## Brief:
Exclude the pictures, then repeat the remaining data exactly.

(Natural-language object grounding data)
▼

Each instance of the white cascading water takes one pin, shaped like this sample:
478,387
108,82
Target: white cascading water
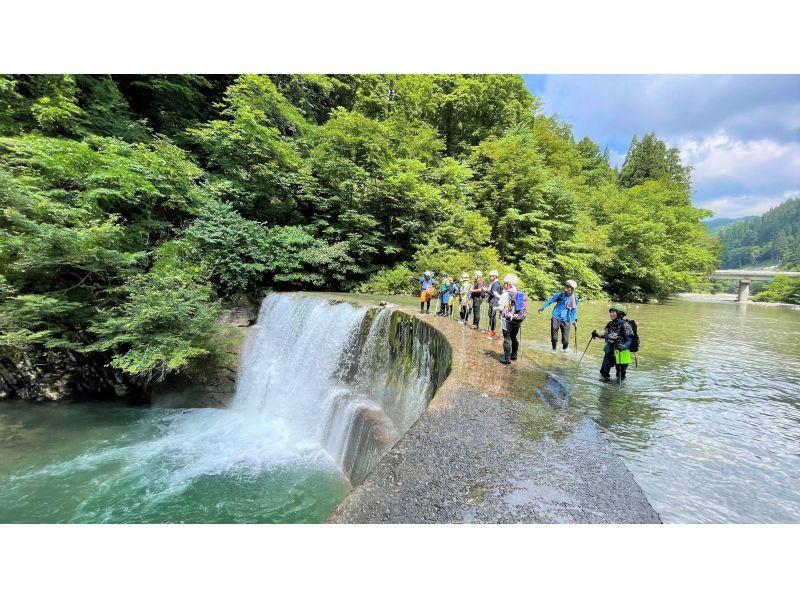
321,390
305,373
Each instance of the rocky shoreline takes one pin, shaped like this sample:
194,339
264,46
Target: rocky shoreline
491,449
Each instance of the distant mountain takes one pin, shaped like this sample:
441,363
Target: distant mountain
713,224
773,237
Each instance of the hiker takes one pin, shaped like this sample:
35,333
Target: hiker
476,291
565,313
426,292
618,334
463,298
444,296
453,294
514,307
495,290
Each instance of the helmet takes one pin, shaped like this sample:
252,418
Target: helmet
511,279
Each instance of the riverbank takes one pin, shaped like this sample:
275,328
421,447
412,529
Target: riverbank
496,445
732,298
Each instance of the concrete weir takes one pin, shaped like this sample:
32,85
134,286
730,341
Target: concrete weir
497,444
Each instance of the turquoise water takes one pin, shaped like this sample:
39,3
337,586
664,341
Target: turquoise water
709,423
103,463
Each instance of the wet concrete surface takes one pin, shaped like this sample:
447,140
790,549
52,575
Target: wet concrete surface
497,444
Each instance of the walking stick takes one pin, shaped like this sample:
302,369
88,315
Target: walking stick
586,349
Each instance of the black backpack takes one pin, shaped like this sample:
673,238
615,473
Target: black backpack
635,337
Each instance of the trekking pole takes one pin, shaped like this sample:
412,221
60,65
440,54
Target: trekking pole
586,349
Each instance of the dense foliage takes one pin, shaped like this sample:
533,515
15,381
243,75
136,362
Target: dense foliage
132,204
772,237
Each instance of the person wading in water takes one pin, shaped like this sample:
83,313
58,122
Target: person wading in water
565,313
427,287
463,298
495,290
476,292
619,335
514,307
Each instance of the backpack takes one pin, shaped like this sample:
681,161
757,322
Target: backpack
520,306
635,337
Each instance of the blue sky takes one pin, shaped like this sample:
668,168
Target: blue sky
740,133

▲

## Response to this task:
Each instance of the white cascading water takes one pin, shaped like this sample:
478,387
108,82
Target: white cascading water
321,390
305,373
Each instance of the rocky shoreline takes one pin, shaped like this sample:
194,339
264,46
Target: rocky shoreline
491,449
Each instance of the distant mountain takes one pin, shaped like this sample:
441,363
Target: distant mountain
713,224
773,237
Each instance of the hiker takes one pin, shaped like this sample:
35,333
Target: hiker
476,291
565,313
426,292
618,334
463,298
444,296
453,294
514,307
495,290
Each instance of the helmet takes one pin, shaped like this sample:
252,418
Target: helmet
511,279
Each instance of the riverbank takes one pin, shaped like this sample:
275,328
421,447
412,529
Target: riverbank
496,445
732,298
Each instance of the concrete weir takes one pin, shaped like this sample:
32,85
134,286
730,341
Target: concrete weir
497,444
Each instance of the turquoise water takes one pin, shaped like this sample:
39,3
337,586
664,341
Target: turquoise water
709,423
103,463
Each instance of the wet concrete surface takes one pin, shaped like this sample:
447,140
790,549
52,575
Target: wet concrete surface
497,444
Each instance of the walking stick takes one pin, shaped like this sample:
302,369
88,315
Target: walking stick
586,349
Each instance of the black backpack takes one pin, shaped like this sample:
673,238
615,473
Target: black backpack
635,337
Each instance of the trekking pole takes one pin, shaped like this sample:
412,221
60,65
440,54
Target: trekking pole
586,349
Each instance of the dense foliage takes one pin, shaped like this sample:
533,515
15,381
243,75
136,362
Target: dense foliage
132,204
772,237
Each instance of the person wading in water takes one pin, shaped like this sample:
83,313
58,122
Target: person wading in water
565,313
427,287
463,298
495,290
476,292
619,335
514,307
Each instance of the backpack takes one pin, shaped like this sample:
681,161
757,322
Target: backpack
520,306
635,337
Each instance of the blue sky takes one pin, shaped like this sample:
668,168
Target: blue sky
740,133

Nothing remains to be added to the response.